- Work order: Would you filter these records and copy every line that has the word "purse"?

Segmentation mask data
=== Begin Enclosure ===
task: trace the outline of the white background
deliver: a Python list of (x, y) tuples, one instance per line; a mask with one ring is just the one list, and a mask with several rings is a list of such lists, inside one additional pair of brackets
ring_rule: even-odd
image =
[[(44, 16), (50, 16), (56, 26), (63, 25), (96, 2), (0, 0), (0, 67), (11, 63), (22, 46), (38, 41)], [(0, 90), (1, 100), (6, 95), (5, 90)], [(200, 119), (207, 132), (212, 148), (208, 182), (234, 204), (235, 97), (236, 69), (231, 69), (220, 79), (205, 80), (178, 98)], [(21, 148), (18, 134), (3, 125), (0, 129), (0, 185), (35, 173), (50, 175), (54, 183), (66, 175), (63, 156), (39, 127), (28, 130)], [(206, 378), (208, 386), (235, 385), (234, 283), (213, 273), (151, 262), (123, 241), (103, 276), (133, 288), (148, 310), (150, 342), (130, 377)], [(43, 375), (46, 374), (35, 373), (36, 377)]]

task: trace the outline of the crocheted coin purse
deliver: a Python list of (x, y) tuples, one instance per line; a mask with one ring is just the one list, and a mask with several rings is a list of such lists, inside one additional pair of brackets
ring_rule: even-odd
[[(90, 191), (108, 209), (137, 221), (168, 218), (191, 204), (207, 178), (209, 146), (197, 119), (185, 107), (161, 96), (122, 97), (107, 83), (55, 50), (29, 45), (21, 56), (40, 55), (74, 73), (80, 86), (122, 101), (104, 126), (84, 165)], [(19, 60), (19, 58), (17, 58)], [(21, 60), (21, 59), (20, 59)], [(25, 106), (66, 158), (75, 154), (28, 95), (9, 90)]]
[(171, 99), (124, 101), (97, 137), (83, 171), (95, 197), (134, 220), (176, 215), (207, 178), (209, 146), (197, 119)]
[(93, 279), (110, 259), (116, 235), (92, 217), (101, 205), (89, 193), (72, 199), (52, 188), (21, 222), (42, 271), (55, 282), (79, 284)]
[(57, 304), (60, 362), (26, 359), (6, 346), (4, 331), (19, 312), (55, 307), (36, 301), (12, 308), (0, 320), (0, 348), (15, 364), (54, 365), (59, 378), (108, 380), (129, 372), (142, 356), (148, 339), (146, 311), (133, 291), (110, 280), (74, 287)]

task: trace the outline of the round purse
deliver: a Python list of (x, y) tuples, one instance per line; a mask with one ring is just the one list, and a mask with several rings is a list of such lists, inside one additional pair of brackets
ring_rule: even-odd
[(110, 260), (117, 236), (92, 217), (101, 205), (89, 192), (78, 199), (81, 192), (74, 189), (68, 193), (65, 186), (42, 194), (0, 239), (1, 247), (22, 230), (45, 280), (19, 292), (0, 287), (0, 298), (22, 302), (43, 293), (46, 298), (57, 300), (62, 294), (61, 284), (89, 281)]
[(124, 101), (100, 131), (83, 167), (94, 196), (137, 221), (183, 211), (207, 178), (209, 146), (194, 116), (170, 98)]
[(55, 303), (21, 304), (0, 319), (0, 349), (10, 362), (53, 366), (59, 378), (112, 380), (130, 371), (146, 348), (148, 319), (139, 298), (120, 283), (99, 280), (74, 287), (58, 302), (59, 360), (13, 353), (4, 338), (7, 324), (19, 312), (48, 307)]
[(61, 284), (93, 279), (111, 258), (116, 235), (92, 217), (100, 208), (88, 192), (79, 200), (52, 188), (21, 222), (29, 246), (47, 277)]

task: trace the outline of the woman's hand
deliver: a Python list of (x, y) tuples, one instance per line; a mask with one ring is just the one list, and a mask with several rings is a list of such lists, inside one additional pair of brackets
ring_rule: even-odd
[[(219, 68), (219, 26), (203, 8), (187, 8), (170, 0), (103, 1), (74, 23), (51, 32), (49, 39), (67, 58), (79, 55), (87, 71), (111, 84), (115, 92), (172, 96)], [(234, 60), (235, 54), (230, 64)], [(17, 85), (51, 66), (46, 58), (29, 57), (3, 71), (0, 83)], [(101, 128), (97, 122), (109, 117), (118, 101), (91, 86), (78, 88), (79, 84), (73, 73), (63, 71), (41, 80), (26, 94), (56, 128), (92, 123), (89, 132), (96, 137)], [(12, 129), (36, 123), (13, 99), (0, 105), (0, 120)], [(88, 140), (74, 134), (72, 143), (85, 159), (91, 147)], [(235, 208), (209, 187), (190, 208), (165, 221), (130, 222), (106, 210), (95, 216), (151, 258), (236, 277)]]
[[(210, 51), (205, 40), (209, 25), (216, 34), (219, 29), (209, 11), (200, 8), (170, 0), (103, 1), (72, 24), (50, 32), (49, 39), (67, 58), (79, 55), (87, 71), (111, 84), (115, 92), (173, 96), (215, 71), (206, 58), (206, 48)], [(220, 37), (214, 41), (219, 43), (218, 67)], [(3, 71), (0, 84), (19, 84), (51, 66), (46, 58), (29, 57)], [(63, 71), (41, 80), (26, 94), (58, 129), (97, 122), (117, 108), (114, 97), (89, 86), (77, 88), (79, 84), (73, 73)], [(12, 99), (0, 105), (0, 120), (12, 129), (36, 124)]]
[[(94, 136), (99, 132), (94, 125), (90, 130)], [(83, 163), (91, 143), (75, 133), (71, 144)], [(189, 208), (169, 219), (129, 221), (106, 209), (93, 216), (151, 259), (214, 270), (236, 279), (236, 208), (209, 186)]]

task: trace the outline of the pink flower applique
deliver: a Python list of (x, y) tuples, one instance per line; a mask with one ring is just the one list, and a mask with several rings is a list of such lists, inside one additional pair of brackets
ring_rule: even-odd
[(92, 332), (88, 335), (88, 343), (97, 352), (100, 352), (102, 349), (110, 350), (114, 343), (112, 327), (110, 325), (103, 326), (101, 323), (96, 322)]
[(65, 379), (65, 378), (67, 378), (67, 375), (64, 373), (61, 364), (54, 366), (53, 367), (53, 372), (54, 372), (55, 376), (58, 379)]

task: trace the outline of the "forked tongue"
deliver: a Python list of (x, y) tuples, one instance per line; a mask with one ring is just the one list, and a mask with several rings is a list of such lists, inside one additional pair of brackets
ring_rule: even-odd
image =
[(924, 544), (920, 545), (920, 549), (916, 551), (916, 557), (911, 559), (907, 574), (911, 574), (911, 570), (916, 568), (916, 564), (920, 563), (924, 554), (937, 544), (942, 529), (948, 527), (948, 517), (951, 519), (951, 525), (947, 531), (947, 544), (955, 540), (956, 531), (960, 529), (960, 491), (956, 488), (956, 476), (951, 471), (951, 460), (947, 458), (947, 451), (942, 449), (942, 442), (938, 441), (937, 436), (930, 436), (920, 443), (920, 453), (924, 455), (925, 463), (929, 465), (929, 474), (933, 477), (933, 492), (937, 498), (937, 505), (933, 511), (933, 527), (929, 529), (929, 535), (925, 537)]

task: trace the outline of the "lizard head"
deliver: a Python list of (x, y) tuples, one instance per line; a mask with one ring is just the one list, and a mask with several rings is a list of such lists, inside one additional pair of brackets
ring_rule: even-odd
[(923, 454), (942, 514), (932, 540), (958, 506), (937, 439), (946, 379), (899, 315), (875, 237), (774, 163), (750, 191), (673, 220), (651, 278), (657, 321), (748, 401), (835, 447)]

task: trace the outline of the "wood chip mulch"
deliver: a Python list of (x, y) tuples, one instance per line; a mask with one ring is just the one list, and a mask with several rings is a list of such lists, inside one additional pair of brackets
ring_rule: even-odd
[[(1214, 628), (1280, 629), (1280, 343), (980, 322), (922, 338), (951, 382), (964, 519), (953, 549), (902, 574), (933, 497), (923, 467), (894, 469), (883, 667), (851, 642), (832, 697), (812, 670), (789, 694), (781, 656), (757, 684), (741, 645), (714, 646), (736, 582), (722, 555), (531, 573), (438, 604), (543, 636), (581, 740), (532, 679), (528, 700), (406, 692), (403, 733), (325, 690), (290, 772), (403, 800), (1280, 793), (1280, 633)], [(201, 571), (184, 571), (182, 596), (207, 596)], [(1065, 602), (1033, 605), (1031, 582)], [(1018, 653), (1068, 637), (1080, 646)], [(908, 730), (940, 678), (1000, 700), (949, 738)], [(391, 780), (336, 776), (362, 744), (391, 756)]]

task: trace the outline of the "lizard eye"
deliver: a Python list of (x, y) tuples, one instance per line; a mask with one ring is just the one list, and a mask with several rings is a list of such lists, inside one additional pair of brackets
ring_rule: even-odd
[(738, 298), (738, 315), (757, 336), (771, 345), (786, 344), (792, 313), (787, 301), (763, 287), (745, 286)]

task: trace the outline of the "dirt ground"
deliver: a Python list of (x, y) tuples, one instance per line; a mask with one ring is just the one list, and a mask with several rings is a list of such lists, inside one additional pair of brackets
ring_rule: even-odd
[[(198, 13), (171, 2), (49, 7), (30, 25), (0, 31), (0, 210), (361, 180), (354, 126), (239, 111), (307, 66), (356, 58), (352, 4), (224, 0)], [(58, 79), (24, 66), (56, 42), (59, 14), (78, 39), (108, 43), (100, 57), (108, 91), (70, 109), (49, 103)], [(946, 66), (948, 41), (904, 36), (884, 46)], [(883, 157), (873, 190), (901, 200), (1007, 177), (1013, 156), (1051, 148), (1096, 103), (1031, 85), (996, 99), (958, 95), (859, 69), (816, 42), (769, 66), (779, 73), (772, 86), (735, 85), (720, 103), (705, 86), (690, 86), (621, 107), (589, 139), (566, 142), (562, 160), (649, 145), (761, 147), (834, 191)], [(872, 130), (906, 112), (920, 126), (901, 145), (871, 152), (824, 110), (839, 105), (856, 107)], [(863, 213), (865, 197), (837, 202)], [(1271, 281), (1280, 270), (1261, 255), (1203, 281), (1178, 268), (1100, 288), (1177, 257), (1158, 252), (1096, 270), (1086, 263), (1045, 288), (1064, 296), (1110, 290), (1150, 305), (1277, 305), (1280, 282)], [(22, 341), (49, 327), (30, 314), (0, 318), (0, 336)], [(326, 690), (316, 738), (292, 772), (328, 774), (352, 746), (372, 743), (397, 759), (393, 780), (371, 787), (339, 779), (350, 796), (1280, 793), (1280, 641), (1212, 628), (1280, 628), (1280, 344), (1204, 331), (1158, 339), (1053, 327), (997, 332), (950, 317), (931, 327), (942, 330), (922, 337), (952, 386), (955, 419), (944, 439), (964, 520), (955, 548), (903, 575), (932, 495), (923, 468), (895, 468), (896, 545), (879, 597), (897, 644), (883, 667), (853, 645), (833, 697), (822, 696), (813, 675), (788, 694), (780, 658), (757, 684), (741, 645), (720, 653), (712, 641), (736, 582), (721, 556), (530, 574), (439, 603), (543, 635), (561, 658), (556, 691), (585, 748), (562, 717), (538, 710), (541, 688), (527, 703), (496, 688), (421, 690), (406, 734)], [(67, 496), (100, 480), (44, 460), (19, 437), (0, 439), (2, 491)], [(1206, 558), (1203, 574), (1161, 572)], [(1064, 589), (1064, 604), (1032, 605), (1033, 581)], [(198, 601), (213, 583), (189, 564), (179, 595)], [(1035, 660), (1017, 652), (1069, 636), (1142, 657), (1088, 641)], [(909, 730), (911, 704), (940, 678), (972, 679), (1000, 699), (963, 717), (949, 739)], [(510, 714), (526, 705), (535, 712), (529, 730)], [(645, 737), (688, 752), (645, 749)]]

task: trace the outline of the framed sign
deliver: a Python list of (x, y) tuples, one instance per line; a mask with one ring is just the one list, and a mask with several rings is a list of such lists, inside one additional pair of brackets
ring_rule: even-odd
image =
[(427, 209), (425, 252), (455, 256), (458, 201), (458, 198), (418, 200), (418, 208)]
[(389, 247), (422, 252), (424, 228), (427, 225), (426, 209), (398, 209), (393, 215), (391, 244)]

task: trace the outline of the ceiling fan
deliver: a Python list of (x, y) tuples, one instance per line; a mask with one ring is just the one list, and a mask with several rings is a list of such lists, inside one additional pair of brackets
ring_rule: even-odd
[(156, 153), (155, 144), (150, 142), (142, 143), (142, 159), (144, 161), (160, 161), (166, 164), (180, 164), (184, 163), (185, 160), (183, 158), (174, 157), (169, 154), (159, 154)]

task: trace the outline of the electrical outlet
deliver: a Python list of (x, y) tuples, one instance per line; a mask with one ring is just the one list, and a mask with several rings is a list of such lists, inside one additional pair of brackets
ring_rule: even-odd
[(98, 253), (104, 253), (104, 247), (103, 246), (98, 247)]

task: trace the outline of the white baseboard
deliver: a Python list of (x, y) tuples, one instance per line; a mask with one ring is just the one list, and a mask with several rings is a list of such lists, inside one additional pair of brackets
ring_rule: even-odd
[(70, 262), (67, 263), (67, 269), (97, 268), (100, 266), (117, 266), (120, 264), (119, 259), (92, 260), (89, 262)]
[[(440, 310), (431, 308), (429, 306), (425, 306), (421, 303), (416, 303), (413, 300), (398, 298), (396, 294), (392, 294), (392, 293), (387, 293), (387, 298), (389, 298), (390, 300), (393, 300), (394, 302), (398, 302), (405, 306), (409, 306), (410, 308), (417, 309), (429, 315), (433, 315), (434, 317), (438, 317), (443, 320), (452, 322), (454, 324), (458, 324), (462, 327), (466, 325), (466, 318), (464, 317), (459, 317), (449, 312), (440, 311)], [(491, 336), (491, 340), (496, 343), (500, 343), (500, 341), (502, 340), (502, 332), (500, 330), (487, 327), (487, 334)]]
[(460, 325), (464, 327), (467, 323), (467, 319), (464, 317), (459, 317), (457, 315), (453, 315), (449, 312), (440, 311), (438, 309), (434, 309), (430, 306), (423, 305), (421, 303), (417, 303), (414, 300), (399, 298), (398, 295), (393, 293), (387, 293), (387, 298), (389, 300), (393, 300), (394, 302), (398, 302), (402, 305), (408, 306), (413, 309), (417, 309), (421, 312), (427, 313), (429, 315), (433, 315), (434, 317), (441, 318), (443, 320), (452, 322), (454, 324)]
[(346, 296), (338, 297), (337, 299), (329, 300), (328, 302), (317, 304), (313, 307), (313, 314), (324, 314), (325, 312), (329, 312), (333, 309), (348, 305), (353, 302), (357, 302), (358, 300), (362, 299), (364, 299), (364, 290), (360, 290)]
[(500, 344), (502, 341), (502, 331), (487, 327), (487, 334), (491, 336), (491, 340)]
=== End Enclosure ===
- Answer area:
task: trace the outline of the crocheted coin purse
task: trace the outline of the round purse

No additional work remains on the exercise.